** start of Data in this exercise **

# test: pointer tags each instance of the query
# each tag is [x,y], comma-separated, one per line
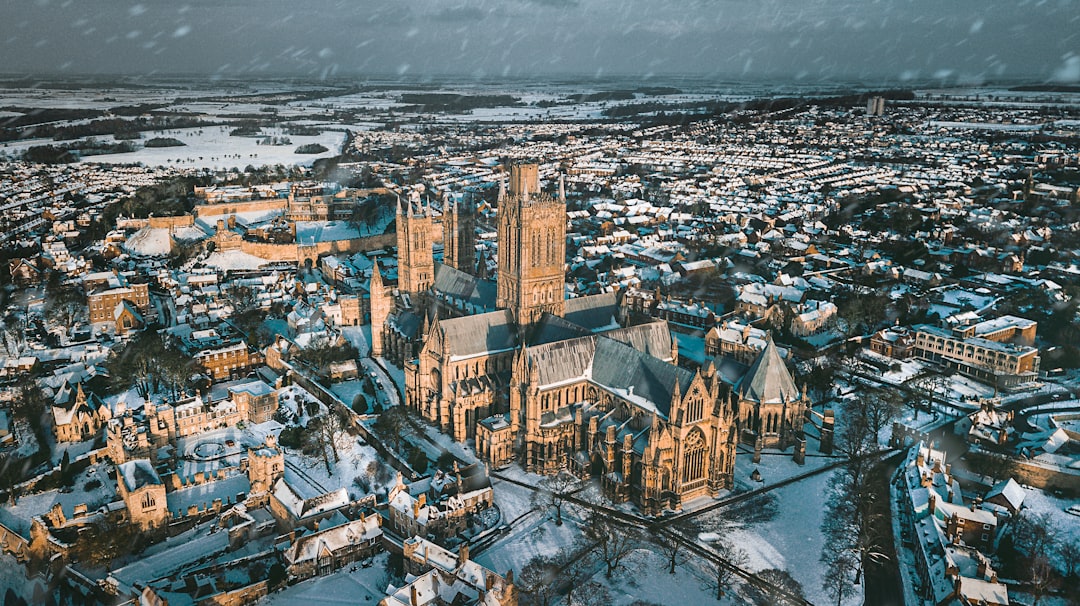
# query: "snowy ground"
[348,391]
[310,232]
[17,517]
[535,535]
[1038,502]
[646,577]
[233,259]
[356,459]
[13,577]
[363,587]
[212,147]
[781,529]
[174,553]
[149,242]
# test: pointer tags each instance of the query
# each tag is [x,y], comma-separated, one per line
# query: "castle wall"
[233,207]
[164,223]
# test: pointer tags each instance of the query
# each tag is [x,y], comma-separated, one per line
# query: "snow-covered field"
[646,577]
[310,232]
[212,147]
[363,587]
[781,529]
[233,259]
[356,459]
[1066,525]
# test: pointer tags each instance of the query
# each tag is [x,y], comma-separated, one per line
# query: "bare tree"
[733,557]
[772,580]
[537,581]
[1041,578]
[1035,534]
[551,493]
[591,593]
[65,307]
[672,539]
[839,575]
[1068,552]
[612,541]
[328,431]
[880,407]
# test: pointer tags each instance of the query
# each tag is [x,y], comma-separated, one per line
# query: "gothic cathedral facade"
[554,382]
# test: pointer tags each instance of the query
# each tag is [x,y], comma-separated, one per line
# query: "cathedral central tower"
[531,247]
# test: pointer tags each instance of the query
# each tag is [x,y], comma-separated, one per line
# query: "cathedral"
[564,384]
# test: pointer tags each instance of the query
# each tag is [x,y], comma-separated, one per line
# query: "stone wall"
[270,251]
[233,207]
[299,254]
[165,223]
[1033,473]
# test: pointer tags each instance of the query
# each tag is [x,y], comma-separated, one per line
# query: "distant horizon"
[964,41]
[566,79]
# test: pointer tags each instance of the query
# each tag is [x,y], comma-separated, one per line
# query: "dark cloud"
[809,39]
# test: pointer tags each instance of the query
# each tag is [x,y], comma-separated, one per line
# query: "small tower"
[416,268]
[531,248]
[459,234]
[381,305]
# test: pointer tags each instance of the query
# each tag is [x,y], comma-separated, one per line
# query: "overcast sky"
[971,40]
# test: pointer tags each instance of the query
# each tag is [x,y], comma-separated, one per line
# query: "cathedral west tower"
[416,268]
[531,247]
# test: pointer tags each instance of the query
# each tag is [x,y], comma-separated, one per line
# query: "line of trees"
[854,520]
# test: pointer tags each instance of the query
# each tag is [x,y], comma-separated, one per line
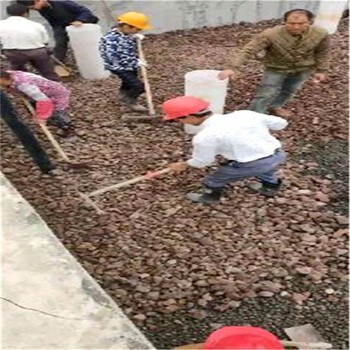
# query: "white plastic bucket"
[206,85]
[329,14]
[85,41]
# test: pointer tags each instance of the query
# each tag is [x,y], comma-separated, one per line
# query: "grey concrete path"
[48,300]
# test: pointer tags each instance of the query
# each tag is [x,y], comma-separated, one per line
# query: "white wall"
[167,15]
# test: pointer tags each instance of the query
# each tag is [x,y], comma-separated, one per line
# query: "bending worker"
[293,51]
[24,41]
[60,14]
[241,137]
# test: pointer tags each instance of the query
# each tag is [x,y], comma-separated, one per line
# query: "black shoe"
[207,196]
[265,188]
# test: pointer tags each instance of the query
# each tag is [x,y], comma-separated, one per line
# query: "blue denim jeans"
[264,169]
[131,86]
[276,89]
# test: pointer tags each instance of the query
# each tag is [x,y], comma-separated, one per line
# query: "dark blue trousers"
[131,86]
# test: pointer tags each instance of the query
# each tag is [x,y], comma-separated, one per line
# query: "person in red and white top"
[242,138]
[24,41]
[51,98]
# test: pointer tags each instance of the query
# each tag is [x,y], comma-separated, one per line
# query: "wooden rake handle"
[150,104]
[148,176]
[48,133]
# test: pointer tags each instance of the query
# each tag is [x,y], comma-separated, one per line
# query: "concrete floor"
[48,300]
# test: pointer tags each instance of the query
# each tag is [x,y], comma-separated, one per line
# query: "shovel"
[53,141]
[151,111]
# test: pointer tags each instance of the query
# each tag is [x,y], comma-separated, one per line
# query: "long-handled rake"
[53,141]
[151,110]
[90,202]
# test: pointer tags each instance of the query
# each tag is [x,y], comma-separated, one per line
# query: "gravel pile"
[159,255]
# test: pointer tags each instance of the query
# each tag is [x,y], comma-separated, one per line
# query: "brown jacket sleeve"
[322,55]
[258,43]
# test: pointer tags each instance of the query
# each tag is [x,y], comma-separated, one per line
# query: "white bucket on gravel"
[84,41]
[206,85]
[329,14]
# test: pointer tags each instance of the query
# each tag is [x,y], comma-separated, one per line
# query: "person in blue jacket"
[60,14]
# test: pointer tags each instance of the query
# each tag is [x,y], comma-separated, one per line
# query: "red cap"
[183,106]
[242,338]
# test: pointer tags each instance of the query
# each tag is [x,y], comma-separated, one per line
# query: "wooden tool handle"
[54,142]
[130,182]
[150,105]
[47,132]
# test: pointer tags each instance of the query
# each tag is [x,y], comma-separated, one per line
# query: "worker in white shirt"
[241,137]
[24,41]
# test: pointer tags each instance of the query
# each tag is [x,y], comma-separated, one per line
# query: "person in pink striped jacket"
[50,97]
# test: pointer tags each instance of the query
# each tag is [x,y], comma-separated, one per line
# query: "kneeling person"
[51,98]
[241,137]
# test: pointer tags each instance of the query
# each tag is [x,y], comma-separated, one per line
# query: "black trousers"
[24,134]
[61,42]
[131,86]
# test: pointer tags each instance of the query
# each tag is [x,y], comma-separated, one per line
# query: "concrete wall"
[48,301]
[167,15]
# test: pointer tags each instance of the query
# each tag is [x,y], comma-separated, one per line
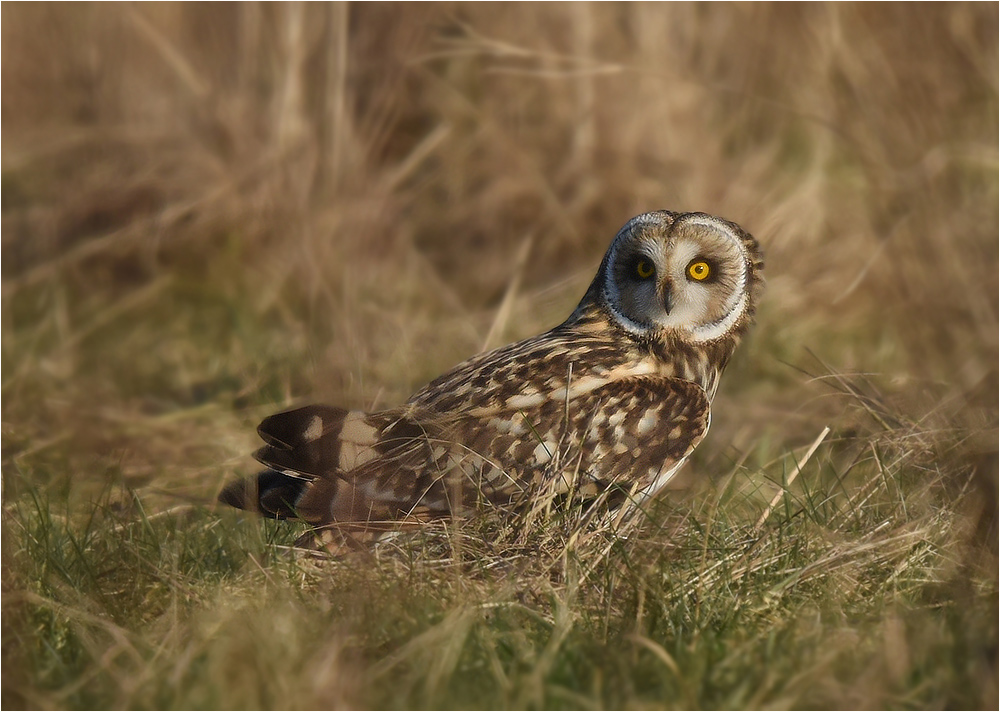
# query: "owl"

** end of Data in this exercise **

Pick out every line above that contains the string "gravel", copying each one in full. Case counts.

# Finished task
# query: "gravel pile"
# query: "white bucket on gravel"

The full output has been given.